# Exercise objective:
Rewrite the lines below as a Markdown table with the columns "Row" and "Text", numbering each row and leaving out blank lines. Begin at the line that contains "the basketball is by providing its bounding box." and stop after the line that contains "[1012,17,1078,91]".
───
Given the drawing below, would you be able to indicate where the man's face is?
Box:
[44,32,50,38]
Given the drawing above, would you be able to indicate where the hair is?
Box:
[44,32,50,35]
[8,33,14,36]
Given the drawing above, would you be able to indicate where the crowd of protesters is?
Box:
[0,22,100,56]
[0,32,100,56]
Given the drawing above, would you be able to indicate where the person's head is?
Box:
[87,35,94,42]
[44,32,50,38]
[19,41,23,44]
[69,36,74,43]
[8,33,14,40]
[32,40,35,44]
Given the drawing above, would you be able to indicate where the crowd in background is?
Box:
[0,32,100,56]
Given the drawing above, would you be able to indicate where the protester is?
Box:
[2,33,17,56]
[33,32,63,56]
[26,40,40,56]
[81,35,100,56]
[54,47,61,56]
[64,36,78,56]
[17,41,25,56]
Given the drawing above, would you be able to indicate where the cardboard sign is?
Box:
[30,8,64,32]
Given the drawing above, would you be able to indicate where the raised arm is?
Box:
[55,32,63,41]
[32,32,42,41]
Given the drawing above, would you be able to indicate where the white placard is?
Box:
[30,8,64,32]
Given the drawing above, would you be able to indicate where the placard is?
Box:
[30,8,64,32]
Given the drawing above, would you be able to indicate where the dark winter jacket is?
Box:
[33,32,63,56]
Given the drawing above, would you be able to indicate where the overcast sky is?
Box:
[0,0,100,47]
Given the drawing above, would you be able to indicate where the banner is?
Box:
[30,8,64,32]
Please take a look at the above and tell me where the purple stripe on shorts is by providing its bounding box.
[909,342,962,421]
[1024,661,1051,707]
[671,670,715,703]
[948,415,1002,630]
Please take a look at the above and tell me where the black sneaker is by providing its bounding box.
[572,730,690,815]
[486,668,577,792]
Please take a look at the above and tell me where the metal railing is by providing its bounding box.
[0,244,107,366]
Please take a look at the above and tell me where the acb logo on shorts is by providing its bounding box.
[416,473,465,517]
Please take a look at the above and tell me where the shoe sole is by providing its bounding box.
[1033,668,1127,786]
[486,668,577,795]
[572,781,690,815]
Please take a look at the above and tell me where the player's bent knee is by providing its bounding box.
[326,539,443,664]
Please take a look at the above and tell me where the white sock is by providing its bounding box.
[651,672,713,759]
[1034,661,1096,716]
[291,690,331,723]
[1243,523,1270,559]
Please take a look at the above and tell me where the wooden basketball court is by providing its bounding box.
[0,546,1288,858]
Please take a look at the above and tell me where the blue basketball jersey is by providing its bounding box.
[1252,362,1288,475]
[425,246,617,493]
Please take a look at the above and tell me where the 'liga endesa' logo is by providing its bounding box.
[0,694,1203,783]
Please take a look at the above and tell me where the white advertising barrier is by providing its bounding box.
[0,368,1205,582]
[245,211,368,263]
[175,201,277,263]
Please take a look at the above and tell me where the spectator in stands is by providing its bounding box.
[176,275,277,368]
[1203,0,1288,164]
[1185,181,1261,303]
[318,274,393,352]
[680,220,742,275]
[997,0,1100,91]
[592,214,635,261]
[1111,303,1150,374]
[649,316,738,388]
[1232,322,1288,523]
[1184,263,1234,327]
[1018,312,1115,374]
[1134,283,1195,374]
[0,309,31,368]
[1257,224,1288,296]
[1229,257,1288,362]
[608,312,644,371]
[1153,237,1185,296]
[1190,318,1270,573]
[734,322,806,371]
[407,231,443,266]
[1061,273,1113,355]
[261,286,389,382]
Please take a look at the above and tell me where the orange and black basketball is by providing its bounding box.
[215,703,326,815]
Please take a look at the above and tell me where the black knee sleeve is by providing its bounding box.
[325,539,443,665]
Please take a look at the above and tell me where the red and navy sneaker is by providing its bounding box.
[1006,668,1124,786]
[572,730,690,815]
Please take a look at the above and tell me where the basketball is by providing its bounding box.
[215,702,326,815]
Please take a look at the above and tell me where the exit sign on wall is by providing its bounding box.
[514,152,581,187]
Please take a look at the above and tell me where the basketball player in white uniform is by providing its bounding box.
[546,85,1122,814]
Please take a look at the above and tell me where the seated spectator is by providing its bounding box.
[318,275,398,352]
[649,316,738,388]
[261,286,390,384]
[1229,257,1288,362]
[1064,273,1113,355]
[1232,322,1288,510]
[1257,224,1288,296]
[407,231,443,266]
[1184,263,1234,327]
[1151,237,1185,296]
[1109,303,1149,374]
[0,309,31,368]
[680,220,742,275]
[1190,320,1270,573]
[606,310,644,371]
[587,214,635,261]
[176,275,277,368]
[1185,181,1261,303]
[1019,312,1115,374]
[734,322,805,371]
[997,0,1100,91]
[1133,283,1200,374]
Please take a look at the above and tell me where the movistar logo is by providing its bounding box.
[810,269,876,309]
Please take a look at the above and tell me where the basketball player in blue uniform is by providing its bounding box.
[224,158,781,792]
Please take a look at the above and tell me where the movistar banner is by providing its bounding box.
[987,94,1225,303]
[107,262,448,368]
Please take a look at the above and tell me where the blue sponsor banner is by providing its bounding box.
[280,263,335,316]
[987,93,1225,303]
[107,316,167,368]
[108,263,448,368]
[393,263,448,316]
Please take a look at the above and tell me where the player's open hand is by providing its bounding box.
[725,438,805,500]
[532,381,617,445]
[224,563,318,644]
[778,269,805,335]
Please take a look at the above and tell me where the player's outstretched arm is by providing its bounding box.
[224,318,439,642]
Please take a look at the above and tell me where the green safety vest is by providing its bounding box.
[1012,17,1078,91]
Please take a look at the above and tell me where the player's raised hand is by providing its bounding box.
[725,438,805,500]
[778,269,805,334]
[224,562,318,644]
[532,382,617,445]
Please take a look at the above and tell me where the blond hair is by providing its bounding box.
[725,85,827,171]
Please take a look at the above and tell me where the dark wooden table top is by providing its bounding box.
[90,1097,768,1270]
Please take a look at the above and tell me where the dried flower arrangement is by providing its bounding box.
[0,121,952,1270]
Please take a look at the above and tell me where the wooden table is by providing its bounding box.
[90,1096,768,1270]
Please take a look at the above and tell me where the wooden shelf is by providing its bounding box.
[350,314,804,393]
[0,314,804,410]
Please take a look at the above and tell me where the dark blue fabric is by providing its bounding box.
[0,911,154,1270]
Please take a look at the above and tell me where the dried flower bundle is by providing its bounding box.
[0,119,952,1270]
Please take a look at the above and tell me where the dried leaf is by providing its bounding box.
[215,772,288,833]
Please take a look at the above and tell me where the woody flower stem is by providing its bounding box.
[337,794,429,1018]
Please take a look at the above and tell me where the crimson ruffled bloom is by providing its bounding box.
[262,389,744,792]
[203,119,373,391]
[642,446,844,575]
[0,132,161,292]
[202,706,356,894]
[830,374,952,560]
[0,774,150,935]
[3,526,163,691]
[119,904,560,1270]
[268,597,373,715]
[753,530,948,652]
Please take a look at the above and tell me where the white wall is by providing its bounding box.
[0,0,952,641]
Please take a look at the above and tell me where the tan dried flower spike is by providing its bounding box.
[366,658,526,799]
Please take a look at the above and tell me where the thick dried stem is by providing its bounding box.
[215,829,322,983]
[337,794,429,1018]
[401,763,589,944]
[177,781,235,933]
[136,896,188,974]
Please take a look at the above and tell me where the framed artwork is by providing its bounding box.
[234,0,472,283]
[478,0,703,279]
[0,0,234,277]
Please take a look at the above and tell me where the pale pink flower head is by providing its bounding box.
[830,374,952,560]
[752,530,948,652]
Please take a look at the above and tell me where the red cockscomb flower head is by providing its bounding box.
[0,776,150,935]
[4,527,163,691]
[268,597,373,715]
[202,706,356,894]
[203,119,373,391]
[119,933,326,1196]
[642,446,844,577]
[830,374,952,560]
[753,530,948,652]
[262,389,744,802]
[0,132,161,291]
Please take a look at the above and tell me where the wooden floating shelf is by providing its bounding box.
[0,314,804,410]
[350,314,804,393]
───
# Exercise response:
| Row | Text |
|---|---|
| 1 | Please take a look at the above and tell me where the basketball is by providing its bounding box. |
| 2 | [215,702,326,815] |
| 3 | Please take a look at the above and tell me where the exit sign on wall is by providing its bounding box. |
| 4 | [514,152,581,187] |
| 5 | Please take a look at the above and tell me where the basketball player in white uniform is by providing its bounding box. |
| 6 | [546,85,1122,814] |
| 7 | Please take a look at the above and tell me where the seated spectator is by providing its bounding box. |
| 8 | [318,275,398,352] |
| 9 | [649,316,738,388] |
| 10 | [261,286,390,384] |
| 11 | [1229,257,1288,362] |
| 12 | [1064,273,1113,355] |
| 13 | [1232,322,1288,510] |
| 14 | [1257,224,1288,296] |
| 15 | [407,231,443,266] |
| 16 | [1184,263,1234,327] |
| 17 | [1151,237,1185,296] |
| 18 | [1109,303,1149,374] |
| 19 | [0,309,31,368] |
| 20 | [680,220,742,275] |
| 21 | [1190,320,1270,573] |
| 22 | [606,310,644,371] |
| 23 | [587,214,635,261] |
| 24 | [176,275,277,368] |
| 25 | [1185,181,1261,303] |
| 26 | [1019,312,1115,374] |
| 27 | [734,322,805,371] |
| 28 | [997,0,1100,91] |
| 29 | [1133,283,1200,374] |
| 30 | Please take a look at the above and tell me where the movistar logo is by providing its bounding box. |
| 31 | [810,269,876,309] |
| 32 | Please take a look at the above and tell me where the basketball player in blue uniform is by providing its bounding box. |
| 33 | [224,158,781,792] |
| 34 | Please take a look at the above and tell me where the movistar banner is by providing its bounding box. |
| 35 | [987,94,1225,303] |
| 36 | [107,262,448,368] |
| 37 | Please take a look at the above and tell me where the blue sponsor banner is by providing its bounding box. |
| 38 | [280,263,335,316] |
| 39 | [987,93,1225,303] |
| 40 | [107,316,167,368] |
| 41 | [108,263,448,368] |
| 42 | [393,263,448,316] |
| 43 | Please take a look at the above and tell me where the player's open hand is by providing its bounding box. |
| 44 | [725,438,805,500] |
| 45 | [532,381,617,445] |
| 46 | [224,563,318,644] |
| 47 | [778,269,805,335] |
| 48 | Please take a look at the above and tell me where the player's outstretched arm is by providing its bounding box. |
| 49 | [224,318,439,642] |
| 50 | Please take a look at the above and tell me where the green safety vest is by providing its bounding box. |
| 51 | [1012,17,1078,91] |